Preventive Maintenance – Also called planned maintenance or planned preventive maintenance. Time, meter or event can drive it. Maintenance tasks that are undertaken during PM’s are pre-determined based on a number of factors including experience, age, manufacturers recommendations etc.
RFID (Radio Frequency Identification) – a generic term that refers to technologies that use radio waves to automatically identify assets and objects, allowing the storing and retrieval of information using RFID tags.
Real Time – The actual time in which a process or event occurs.
Regression – A measure of the relation between the mean value of one variable and corresponding values of other variables, such as time and cost.
Road Map – A map especially designed for drivers, which shows the roads of any particular area.
Road Sensor Data – Data derived from infrastructure sensors such as vehicle counts, induction loops measure numbers and speeds of traffic.
Road Traffic Data – Any data conferring an improved understanding of the movement of vehicles on the road.
ROI (Return on Investment) – The most common profitability ratio.
Route Management – Monitoring of static and timed routes to maximise operational performance.
Route Optimisation – enables the identification and plotting of the most effective and fuel efficient route
RPM (Revolutions per Minute) – A measure of the frequency of a rotation.
SIM Card – A smart card inside a mobile phone that carries an identification number unique to the owner and stores personal data.
Smartphone – A mobile phone that has the ability to perform the same functions as a computer.
Smooth Driving – It is closely correlated to decreased crash risk as opposed to Aggressive Driving, which is correlated to worst crash risks.
SMS (Short Message Service) – A text messaging service that allows fixed line or mobile phone devices to exchange short text messages. Sending text messages whilst driving is extremely dangerous and we discourage the use of SMS while driving.
Software Update / Upgrade – An update or upgrade to your existing software program.

## Data records
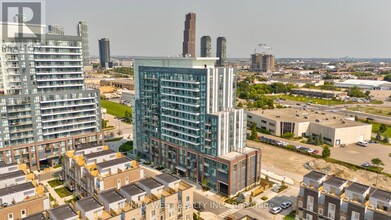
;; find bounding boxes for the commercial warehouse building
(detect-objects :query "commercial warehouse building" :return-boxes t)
[334,79,391,90]
[291,88,348,99]
[247,108,372,146]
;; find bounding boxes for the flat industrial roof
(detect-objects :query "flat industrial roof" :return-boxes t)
[138,178,163,189]
[84,149,115,159]
[96,157,131,169]
[76,196,103,212]
[155,173,179,183]
[22,213,46,220]
[49,204,79,219]
[247,108,370,128]
[121,183,145,196]
[99,189,125,203]
[0,170,25,181]
[0,182,35,196]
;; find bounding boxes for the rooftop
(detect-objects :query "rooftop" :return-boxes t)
[96,157,131,169]
[84,149,116,159]
[49,204,79,219]
[304,170,327,181]
[346,183,370,194]
[139,178,163,189]
[371,189,391,202]
[121,183,145,196]
[0,170,25,181]
[76,197,103,212]
[324,176,347,187]
[22,213,46,220]
[0,161,17,168]
[155,173,179,183]
[99,189,125,203]
[248,108,371,128]
[0,182,35,196]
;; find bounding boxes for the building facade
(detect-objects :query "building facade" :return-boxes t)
[296,171,391,220]
[247,108,372,146]
[61,144,144,198]
[216,37,227,66]
[0,35,103,169]
[48,25,64,35]
[133,58,260,195]
[250,53,275,72]
[99,38,113,69]
[77,21,90,66]
[201,36,212,57]
[182,13,196,57]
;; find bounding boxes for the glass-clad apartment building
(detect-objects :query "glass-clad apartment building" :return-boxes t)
[0,35,103,169]
[133,58,260,195]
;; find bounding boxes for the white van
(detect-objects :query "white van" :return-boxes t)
[357,141,368,147]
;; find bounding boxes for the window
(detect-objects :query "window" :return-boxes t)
[352,211,360,220]
[327,203,335,219]
[307,196,314,211]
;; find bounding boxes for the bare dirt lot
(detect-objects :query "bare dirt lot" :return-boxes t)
[248,141,391,191]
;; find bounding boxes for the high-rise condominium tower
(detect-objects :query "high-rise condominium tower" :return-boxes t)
[201,36,212,57]
[48,25,64,35]
[77,21,90,65]
[182,13,196,57]
[99,38,112,69]
[0,27,103,169]
[133,58,260,195]
[216,37,227,66]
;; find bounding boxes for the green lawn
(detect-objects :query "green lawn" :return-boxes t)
[48,179,64,187]
[100,99,132,118]
[54,187,72,198]
[273,95,348,105]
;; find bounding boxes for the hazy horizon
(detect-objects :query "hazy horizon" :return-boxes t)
[46,0,391,58]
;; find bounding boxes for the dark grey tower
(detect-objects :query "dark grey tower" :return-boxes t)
[182,13,196,57]
[216,37,227,66]
[77,21,90,65]
[99,38,111,69]
[201,36,212,57]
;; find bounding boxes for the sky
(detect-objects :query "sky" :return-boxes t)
[45,0,391,58]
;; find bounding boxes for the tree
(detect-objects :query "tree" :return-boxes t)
[322,146,331,158]
[379,124,387,133]
[383,135,390,144]
[376,131,381,141]
[250,123,258,140]
[371,158,384,185]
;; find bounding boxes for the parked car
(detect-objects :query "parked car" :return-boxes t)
[193,202,205,212]
[280,201,292,209]
[270,206,282,215]
[357,141,368,147]
[361,162,371,168]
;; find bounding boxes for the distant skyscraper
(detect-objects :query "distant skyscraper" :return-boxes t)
[48,25,64,35]
[182,13,196,57]
[251,53,274,72]
[99,38,112,69]
[201,36,212,57]
[77,21,90,65]
[216,37,227,66]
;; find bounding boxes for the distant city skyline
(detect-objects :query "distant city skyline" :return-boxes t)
[46,0,391,58]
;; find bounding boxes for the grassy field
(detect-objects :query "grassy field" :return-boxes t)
[273,95,347,105]
[100,99,132,118]
[347,106,391,116]
[54,187,72,198]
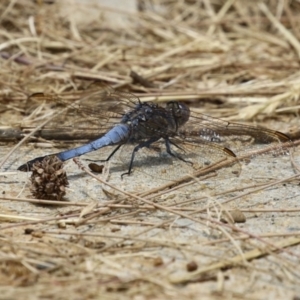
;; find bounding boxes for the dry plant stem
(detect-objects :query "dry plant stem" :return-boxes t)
[0,213,80,231]
[73,158,300,258]
[0,197,88,206]
[142,140,300,197]
[171,237,300,284]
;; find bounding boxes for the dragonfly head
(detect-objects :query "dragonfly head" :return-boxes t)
[167,101,190,127]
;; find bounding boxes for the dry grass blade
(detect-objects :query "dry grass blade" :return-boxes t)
[0,0,300,299]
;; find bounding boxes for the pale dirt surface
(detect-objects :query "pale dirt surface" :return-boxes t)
[1,118,300,299]
[0,0,300,300]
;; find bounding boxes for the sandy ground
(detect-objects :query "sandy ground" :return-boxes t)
[1,116,300,299]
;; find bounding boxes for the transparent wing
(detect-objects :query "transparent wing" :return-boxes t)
[179,106,290,156]
[118,138,241,181]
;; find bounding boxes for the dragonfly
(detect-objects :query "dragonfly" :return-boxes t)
[18,89,290,179]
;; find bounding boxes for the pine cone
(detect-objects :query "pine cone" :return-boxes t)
[30,155,69,201]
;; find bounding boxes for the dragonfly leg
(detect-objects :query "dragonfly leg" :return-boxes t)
[121,137,159,178]
[100,144,122,162]
[165,138,193,165]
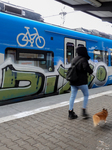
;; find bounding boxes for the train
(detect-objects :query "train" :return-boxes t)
[0,8,112,105]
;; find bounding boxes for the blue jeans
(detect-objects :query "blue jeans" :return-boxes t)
[69,85,89,110]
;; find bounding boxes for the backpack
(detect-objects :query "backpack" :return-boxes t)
[66,58,83,82]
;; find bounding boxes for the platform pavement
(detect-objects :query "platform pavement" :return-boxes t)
[0,93,112,150]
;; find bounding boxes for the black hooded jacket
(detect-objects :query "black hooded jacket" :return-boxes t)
[70,47,93,86]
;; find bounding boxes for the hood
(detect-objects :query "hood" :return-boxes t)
[76,46,90,60]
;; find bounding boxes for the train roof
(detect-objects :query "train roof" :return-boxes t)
[73,28,112,40]
[0,1,44,22]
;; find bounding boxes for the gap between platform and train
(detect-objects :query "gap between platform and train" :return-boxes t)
[0,91,112,123]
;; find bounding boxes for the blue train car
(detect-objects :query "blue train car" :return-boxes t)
[0,12,112,104]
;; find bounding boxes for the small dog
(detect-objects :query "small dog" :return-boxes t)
[93,108,108,127]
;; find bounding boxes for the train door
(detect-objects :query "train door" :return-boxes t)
[64,38,76,65]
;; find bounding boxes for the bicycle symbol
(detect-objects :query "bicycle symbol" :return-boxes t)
[17,27,45,48]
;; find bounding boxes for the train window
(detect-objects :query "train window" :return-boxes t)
[66,42,74,64]
[5,48,54,71]
[94,50,108,65]
[94,50,103,62]
[76,40,86,47]
[111,52,112,66]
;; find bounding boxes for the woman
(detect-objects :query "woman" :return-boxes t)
[68,46,93,119]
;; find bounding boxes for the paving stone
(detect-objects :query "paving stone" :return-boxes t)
[0,96,112,150]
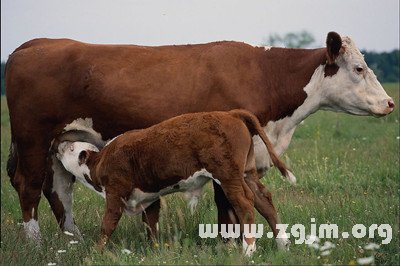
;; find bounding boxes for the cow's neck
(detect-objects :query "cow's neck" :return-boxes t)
[261,48,326,126]
[264,49,326,155]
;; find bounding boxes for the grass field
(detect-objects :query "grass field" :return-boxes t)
[0,84,400,265]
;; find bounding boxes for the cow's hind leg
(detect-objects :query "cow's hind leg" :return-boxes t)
[221,175,256,256]
[11,144,47,242]
[245,168,290,250]
[43,155,82,239]
[142,199,160,240]
[213,181,239,240]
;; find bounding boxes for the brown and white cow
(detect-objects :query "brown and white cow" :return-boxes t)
[56,110,290,255]
[6,32,394,239]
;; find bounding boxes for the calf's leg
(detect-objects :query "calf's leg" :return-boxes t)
[97,192,127,249]
[221,177,256,256]
[43,155,82,238]
[142,199,160,240]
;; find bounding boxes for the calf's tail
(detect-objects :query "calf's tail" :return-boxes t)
[231,110,296,184]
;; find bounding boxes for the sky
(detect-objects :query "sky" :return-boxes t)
[1,0,399,61]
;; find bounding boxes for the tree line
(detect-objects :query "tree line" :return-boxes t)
[1,49,400,95]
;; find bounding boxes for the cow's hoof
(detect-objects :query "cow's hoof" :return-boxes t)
[63,224,83,241]
[243,240,256,257]
[23,219,42,246]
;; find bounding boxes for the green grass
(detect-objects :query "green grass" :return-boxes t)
[0,84,400,265]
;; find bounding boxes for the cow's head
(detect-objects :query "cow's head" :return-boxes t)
[320,32,394,116]
[56,141,99,178]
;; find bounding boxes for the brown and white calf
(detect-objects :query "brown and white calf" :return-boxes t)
[5,32,394,240]
[56,110,291,255]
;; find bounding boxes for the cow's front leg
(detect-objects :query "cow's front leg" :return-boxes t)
[43,155,82,239]
[142,199,160,241]
[97,192,127,249]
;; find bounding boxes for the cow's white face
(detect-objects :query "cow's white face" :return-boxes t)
[56,141,99,179]
[320,35,394,116]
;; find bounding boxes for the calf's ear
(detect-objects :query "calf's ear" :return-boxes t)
[78,150,89,165]
[326,31,342,64]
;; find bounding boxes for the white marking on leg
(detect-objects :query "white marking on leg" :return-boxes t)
[52,156,82,238]
[23,218,42,242]
[276,232,290,251]
[243,238,257,257]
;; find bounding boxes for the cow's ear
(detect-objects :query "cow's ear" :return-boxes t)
[78,150,90,165]
[326,31,342,64]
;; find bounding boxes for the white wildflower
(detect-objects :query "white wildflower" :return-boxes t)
[121,248,132,255]
[319,241,335,251]
[308,243,319,250]
[64,231,74,236]
[321,250,331,257]
[306,235,319,244]
[364,243,380,250]
[357,256,375,265]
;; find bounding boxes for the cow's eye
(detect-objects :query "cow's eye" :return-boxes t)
[356,66,364,74]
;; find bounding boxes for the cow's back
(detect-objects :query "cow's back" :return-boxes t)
[6,39,262,140]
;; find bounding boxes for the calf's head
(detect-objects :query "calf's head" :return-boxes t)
[319,32,394,116]
[56,141,99,178]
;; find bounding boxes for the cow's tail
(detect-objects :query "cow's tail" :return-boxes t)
[231,110,296,184]
[6,142,18,186]
[50,118,106,153]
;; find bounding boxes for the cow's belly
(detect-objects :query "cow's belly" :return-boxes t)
[125,169,220,215]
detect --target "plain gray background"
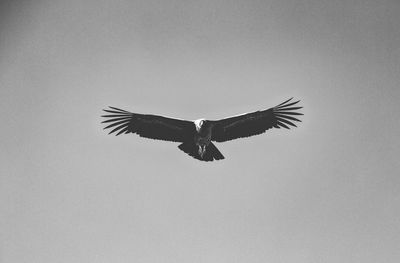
[0,0,400,263]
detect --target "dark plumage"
[102,99,303,161]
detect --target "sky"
[0,0,400,263]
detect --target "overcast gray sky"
[0,0,400,263]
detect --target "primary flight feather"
[102,99,303,161]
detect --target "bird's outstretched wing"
[211,98,303,142]
[102,107,195,142]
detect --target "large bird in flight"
[102,99,303,161]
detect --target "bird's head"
[194,119,206,131]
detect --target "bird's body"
[102,99,302,161]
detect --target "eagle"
[101,98,303,161]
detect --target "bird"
[101,98,303,161]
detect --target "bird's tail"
[178,142,225,162]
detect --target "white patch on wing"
[194,119,204,132]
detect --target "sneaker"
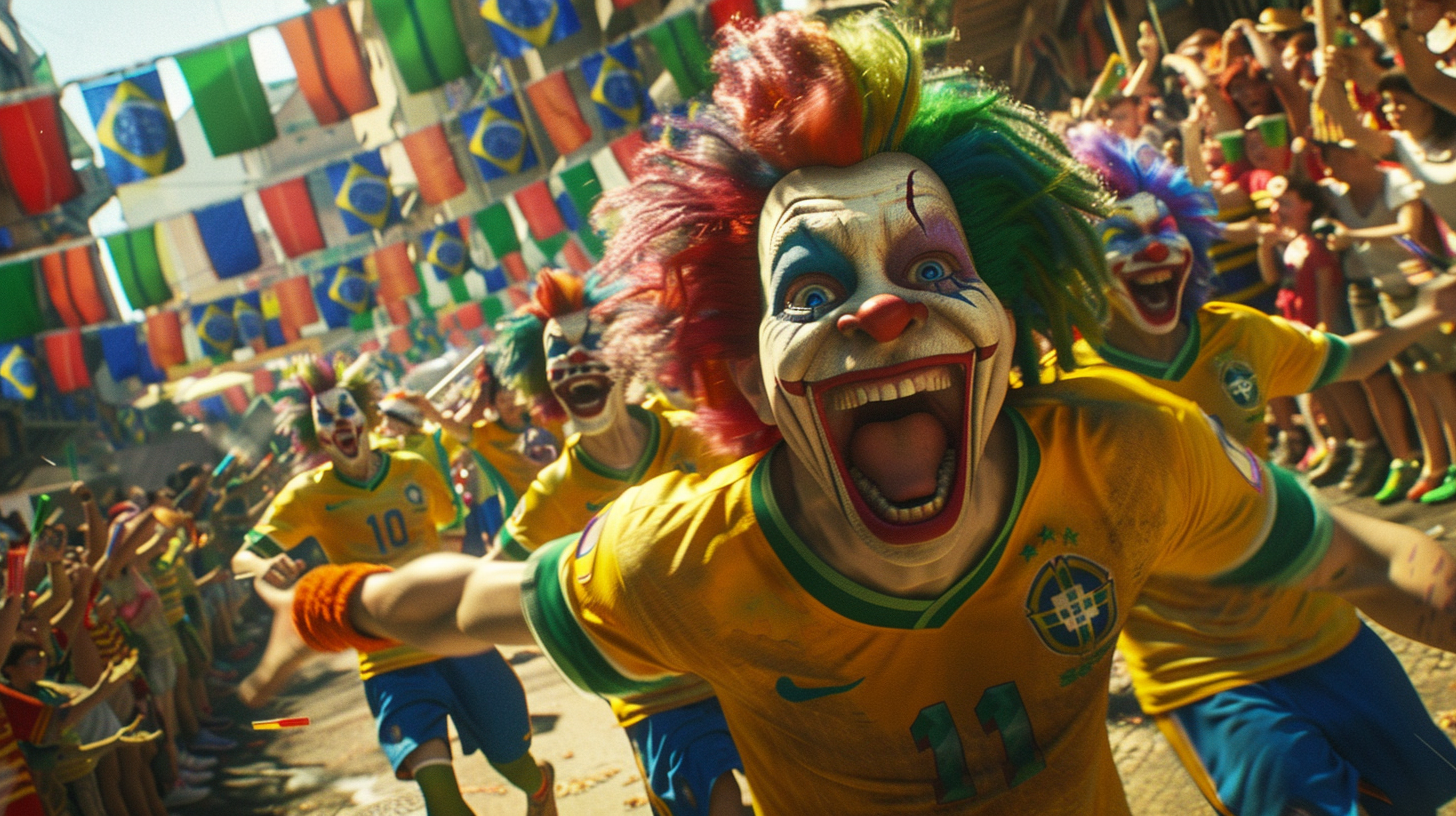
[1421,465,1456,504]
[1374,459,1421,504]
[1340,440,1390,495]
[186,729,237,753]
[526,759,556,816]
[1307,442,1354,487]
[178,749,217,771]
[178,768,213,788]
[162,781,213,807]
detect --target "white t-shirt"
[1319,166,1423,293]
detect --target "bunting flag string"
[80,67,182,187]
[460,95,536,181]
[278,3,379,125]
[176,36,278,156]
[480,0,581,58]
[325,149,400,235]
[581,39,657,130]
[371,0,470,93]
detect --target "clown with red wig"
[286,13,1456,815]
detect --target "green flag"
[176,36,278,156]
[106,226,172,309]
[373,0,470,93]
[475,201,521,261]
[556,162,606,258]
[646,10,715,99]
[0,261,45,342]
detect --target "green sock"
[491,750,543,796]
[415,764,475,816]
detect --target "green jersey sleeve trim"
[521,533,678,697]
[243,530,284,558]
[1306,334,1350,391]
[1213,465,1334,586]
[495,525,531,561]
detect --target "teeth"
[849,450,955,525]
[830,367,951,411]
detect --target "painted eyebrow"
[769,221,855,313]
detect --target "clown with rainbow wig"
[1048,125,1456,816]
[294,13,1456,816]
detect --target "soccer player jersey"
[249,452,456,679]
[499,401,732,561]
[1077,303,1360,714]
[523,376,1329,815]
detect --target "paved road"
[208,490,1456,816]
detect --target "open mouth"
[552,371,612,420]
[810,347,994,544]
[333,427,360,459]
[1123,262,1188,325]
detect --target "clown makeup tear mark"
[906,170,929,235]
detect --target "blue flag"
[0,341,36,399]
[82,68,182,187]
[419,221,470,280]
[192,198,264,278]
[325,150,400,235]
[572,39,657,130]
[192,300,237,357]
[233,291,264,345]
[313,261,374,329]
[96,323,141,382]
[460,96,536,181]
[480,0,581,57]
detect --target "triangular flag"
[460,96,536,181]
[480,0,581,57]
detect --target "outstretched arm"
[1302,507,1456,651]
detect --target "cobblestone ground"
[208,480,1456,816]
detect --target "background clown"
[294,15,1456,815]
[233,357,556,816]
[1048,125,1456,816]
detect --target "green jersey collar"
[750,411,1041,629]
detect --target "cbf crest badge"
[1026,555,1117,654]
[1219,360,1259,408]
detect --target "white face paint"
[310,388,370,466]
[543,309,626,436]
[1096,192,1192,334]
[759,153,1012,565]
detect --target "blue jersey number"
[910,683,1047,803]
[367,510,409,554]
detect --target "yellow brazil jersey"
[499,401,732,561]
[249,452,456,679]
[523,377,1329,816]
[470,420,547,511]
[1054,303,1360,714]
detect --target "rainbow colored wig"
[494,268,607,420]
[596,12,1107,453]
[1067,122,1223,321]
[278,354,379,453]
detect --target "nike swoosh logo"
[773,678,865,702]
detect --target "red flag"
[526,71,591,156]
[258,176,323,258]
[402,124,464,204]
[41,246,111,329]
[147,312,186,372]
[0,94,80,216]
[515,179,566,240]
[41,329,90,393]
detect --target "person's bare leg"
[237,580,316,708]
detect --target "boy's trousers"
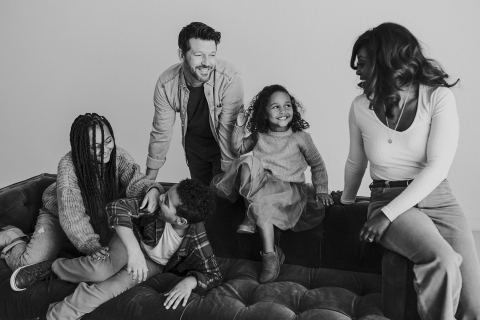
[47,235,163,320]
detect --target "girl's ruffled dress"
[212,155,325,231]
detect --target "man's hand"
[89,247,110,260]
[163,276,197,309]
[315,193,333,207]
[360,211,391,242]
[237,107,247,127]
[145,168,158,181]
[140,188,160,213]
[127,250,148,282]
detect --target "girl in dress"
[212,85,333,283]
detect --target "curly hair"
[350,22,458,118]
[246,84,310,138]
[70,113,119,242]
[176,179,217,223]
[178,22,222,54]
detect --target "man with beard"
[147,22,243,185]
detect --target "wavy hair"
[246,84,310,139]
[70,113,119,243]
[350,22,458,118]
[178,22,222,54]
[176,179,217,223]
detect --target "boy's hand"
[163,277,197,309]
[140,188,160,213]
[127,250,148,282]
[237,107,247,127]
[89,247,110,260]
[316,193,333,207]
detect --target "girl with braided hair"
[0,113,161,291]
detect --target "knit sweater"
[342,85,459,221]
[232,126,328,193]
[40,146,162,255]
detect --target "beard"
[184,63,214,82]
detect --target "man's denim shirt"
[147,59,243,171]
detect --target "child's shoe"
[237,213,257,233]
[10,260,54,291]
[258,246,285,283]
[0,226,28,256]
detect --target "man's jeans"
[5,212,68,270]
[368,180,480,319]
[47,235,163,320]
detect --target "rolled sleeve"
[147,82,175,170]
[106,198,141,229]
[218,73,243,165]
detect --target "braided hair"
[70,113,118,235]
[245,84,310,139]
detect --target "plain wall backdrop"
[0,0,480,230]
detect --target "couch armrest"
[0,173,57,233]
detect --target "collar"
[179,62,216,89]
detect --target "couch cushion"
[82,258,386,320]
[0,260,77,320]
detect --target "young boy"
[15,179,222,319]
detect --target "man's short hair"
[176,179,217,224]
[178,22,221,54]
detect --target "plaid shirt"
[107,198,222,292]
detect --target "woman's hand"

## Problems to work on
[A] According to the glossary, what can drive preventive maintenance?
[B] Resume the glossary of fleet and telematics terms after its last entry, adding further terms in the same format.
The rows have nothing to do with the glossary.

## Task results
[A] Time, meter or event can drive it.

[B]
Street Level Mapping – Enables the vehicle tracking system to zoom into a street level view to provide precise locations of assets and mobile employees.
Tachograph – A device fitted to a vehicle that automatically records its speed and distance.
Telematics System – A Black Box, OBD, White Box, Smartphone device or embedded vehicle electronics used to capture Telemetry data from a moving vehicle.
Telematics – A GPS receiver, which records information about how, when and where you drive.
Telemetry – A highly automated communications process. Measurements are made and other data is collected at remote or inaccessible points and then transmitted to receiving equipment to be monitored.
Tracking Device – An electronic device which allows you to monitor the location of a subject, such as a person, object or vehicle.
Trailer tracking — Long-haul fleets often attach GPS trackers to articulated trailers to make sure they don’t go missing, and these same devices can route pick-up drivers directly to the stationary trailer.
TSP (Telematics Service Provider) – A business or organisation that provides telematics-based products and services to its customers.
Tracking Device – the hardware unit installed into a vehicle that captures and communicates vehicle location, movement and status data.
Two-Way Communications – Messaging functionality between a tracking software application and an in-vehicle device.
User – The individual who uses or operates something.
User Experience Design – The process of enhancing customer satisfaction and loyalty by improving the usability, ease of use, etc.
Unauthorised / Illegal Movement – Identification of unauthorised towing and movement of the vehicle.
Vehicle tracking — Vehicles can be tracked using a combination of GPS satellites, GPS receivers, GPRS (cell phone) networks and cloud computing.
Web Application – Software that runs in a web browser.
Web Portal – Web browser based customer or fleet portal.
Disclaimer: We understand that list is not considered complete or 100% accurate, but we hope that it helps demystify a bit of the telematics field.